_Page_
------------------------------------------------

Embedded PDS Architecture for Hold Services#

This document describes ATCR's hold service architecture using embedded ATProto PDS (Personal Data Server) for access control and federation.

Motivation#

The Fragmentation Problem#

Several ATProto projects face similar challenges with large data storage:

Project	Large Data	Metadata	Solution
tangled.org	Git objects	Issues, PRs, comments	External knot storage
stream.place	Video segments	Stream info, chat	Embedded "static PDS"
ATCR	Container blobs	Manifests, comments, builds	Embedded PDS in hold service

Common problem: Large binary data can't realistically live in user PDSs, but application metadata needs a federated home.

ATCR's approach: Each hold service is a full ATProto actor with its own embedded PDS for shared data (captain + crew records, not user-specific data). This PDS stores access control and metadata about the hold itself.

Current Architecture#

Hold Service Components#

Hold Service (did:web:hold01.atcr.io)

------------------------------------------------

_Supplied material_
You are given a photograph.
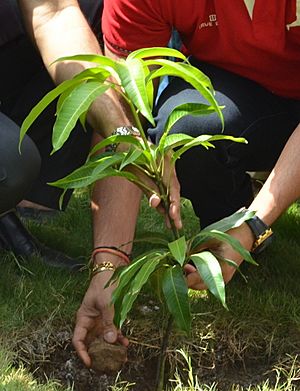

------------------------------------------------

_Task requirements_
- 1) In the hold-service document, reproduce everything from "ATCR's approach: Each" down to "Hold Service (did:web:hold01.atcr.io)".
- 2) According to the hold-service document, why does ATCR give each hold service its own embedded PDS? Answer in one to three sentences.
- 3) Please pick up the hold-service document right after its last line and keep writing.

_Solved tasks_
- 1)
ATCR's approach: Each hold service is a full ATProto actor with its own embedded PDS for shared data (captain + crew records, not user-specific data). This PDS stores access control and metadata about the hold itself.

Current Architecture#

Hold Service Components#

Hold Service (did:web:hold01.atcr.io)

- 2) Large binary data such as container blobs can't realistically live in user PDSs, yet application metadata still needs a federated home. The embedded PDS gives each hold service that home for shared data, meaning access control (captain and crew records) and metadata about the hold itself.

- 3)
├── Embedded PDS (SQLite carstore) - Shared data only
│   ├── Captain record (ownership metadata)
│   ├── Crew records (access control)
│   └── ATProto sync/repo endpoints
├── OCI multipart upload (XRPC)
│   ├── io.atcr.hold.initiateUpload
│   ├── io.atcr.hold.getPartUploadUrl
│   ├── io.atcr.hold.uploadPart
│   ├── io.atcr.hold.completeUpload
│   └── io.atcr.hold.abortUpload
└── Storage driver (S3, filesystem, etc.)

Important distinction:

Hold's embedded PDS = Shared data (crew members, hold configuration)
User's PDS = User-specific data (manifests, sailor profile, personal records)
Hold's PDS does NOT store user-specific container data (that stays in user's own PDS)

Records Structure#

Captain record (hold ownership, single record at io.atcr.hold.captain/self):

{
  "$type": "io.atcr.hold.captain",
  "owner": "did:plc:alice123",
  "public": false,
  "deployedAt": "2025-10-14T...",
  "region": "iad",
  "provider": "fly.io"
}

Crew records (access control, one per member at io.atcr.hold.crew/{rkey}):

{
  "$type": "io.atcr.hold.crew",
  "member": "did:plc:bob456",
  "role": "admin",
  "permissions": ["blob:read", "blob:write"],
  "addedAt": "2025-10-14T..."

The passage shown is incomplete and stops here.